Region pointing data
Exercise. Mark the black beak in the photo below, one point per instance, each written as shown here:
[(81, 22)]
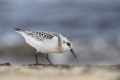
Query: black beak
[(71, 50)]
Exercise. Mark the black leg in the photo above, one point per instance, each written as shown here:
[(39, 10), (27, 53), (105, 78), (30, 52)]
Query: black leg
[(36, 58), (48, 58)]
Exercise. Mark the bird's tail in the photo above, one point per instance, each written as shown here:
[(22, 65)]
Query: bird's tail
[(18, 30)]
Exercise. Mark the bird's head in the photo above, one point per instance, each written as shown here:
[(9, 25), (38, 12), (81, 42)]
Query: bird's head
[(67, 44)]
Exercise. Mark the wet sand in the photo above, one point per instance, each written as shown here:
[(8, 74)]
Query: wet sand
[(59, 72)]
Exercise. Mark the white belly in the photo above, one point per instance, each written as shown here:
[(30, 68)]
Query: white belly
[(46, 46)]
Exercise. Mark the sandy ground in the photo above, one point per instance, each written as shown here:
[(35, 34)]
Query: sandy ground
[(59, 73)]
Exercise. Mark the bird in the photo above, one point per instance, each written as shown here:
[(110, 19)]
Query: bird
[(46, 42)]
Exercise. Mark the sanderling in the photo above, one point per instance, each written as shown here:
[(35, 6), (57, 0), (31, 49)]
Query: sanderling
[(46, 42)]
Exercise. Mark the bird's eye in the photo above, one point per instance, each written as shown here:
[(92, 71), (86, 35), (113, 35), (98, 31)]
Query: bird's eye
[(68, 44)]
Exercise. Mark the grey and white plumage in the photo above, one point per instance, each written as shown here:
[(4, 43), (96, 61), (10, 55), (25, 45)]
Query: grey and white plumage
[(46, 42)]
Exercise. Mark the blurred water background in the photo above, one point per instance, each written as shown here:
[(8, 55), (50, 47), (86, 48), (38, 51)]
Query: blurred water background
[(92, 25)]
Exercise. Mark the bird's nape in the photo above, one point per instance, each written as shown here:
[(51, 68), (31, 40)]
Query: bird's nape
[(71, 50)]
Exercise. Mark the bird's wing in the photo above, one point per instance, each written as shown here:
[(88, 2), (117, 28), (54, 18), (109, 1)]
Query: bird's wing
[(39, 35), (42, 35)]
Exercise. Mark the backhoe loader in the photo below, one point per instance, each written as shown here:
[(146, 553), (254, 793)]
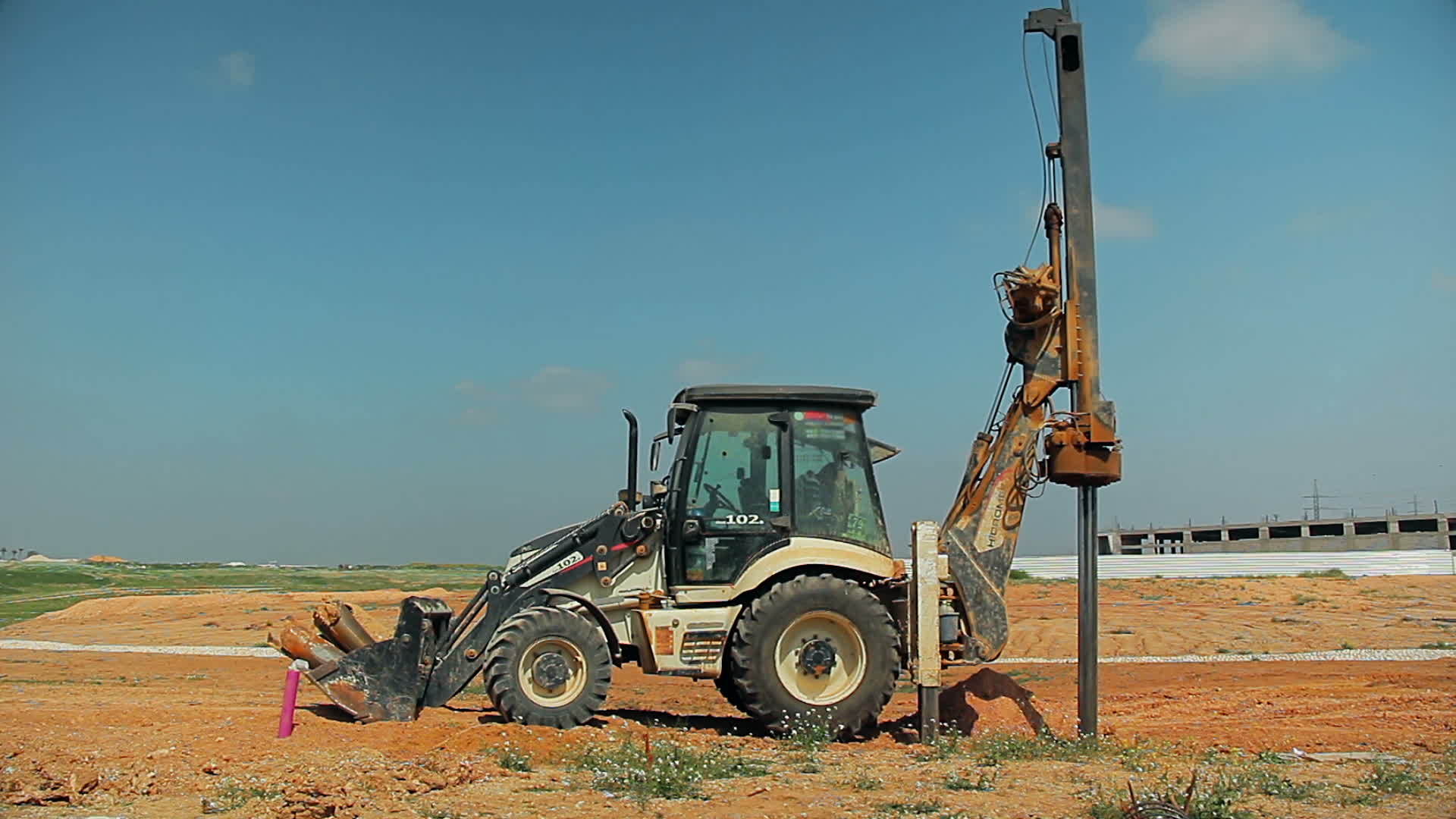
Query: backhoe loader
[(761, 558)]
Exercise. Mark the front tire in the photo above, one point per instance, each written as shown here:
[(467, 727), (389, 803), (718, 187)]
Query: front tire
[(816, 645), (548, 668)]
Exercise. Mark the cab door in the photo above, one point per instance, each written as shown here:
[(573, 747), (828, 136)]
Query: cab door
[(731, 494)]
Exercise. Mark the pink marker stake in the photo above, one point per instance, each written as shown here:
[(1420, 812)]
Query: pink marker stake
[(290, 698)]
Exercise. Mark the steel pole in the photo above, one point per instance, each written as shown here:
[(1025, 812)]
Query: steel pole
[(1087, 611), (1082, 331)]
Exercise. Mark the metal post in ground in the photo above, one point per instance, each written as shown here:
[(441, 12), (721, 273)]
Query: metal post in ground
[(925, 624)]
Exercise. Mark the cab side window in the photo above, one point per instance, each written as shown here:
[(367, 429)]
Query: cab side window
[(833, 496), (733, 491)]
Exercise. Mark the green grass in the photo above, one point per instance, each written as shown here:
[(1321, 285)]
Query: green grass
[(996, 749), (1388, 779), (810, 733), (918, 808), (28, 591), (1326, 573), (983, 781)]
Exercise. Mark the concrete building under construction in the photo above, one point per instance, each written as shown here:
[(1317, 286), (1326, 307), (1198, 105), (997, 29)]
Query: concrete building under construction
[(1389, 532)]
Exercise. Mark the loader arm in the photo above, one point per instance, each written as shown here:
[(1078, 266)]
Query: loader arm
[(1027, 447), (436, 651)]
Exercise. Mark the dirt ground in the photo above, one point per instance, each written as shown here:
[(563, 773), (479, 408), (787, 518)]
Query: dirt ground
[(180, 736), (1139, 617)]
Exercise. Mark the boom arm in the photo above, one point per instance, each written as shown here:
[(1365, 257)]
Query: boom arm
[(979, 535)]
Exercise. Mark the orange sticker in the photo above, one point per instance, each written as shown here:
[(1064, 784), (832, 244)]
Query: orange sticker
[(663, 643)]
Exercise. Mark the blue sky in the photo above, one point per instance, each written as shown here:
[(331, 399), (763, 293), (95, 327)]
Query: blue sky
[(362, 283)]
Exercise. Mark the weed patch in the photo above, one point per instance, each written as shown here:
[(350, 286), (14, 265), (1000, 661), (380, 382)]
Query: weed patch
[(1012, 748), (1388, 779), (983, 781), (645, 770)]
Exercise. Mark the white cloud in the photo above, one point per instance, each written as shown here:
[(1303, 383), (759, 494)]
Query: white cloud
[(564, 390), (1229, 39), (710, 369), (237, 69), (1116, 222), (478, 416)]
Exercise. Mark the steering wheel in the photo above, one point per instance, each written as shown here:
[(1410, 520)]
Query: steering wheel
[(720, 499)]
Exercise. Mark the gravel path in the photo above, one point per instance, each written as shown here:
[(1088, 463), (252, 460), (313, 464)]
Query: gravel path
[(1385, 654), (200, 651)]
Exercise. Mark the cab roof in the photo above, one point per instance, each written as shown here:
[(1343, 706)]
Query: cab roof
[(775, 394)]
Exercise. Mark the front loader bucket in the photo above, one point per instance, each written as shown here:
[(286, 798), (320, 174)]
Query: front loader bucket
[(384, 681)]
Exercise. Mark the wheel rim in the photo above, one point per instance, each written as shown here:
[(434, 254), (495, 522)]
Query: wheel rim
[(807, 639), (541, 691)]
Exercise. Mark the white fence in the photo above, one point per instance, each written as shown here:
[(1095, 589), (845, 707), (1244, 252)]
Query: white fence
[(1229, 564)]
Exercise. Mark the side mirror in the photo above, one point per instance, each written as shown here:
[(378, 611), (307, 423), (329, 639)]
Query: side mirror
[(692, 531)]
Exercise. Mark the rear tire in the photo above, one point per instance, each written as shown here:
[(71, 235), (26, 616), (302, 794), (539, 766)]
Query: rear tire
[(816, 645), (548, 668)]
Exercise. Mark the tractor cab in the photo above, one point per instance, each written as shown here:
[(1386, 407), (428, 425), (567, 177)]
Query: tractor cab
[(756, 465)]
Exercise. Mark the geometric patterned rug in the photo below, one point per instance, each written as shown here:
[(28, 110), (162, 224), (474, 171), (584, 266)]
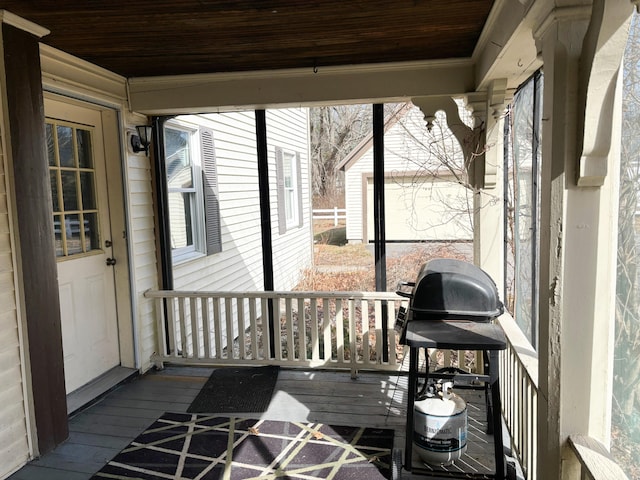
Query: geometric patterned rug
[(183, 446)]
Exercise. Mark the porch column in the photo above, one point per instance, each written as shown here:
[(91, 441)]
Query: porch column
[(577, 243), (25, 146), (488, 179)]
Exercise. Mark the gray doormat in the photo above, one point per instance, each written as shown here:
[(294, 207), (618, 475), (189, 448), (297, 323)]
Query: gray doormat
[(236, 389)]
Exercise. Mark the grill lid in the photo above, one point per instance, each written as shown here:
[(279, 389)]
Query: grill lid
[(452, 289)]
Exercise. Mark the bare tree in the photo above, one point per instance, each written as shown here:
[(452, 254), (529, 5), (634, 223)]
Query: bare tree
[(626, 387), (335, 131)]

PROBLEM STATEMENT - Tally up how many lines in the records contain the string "below". Answer with that figure only.

FINISHED TASK - 3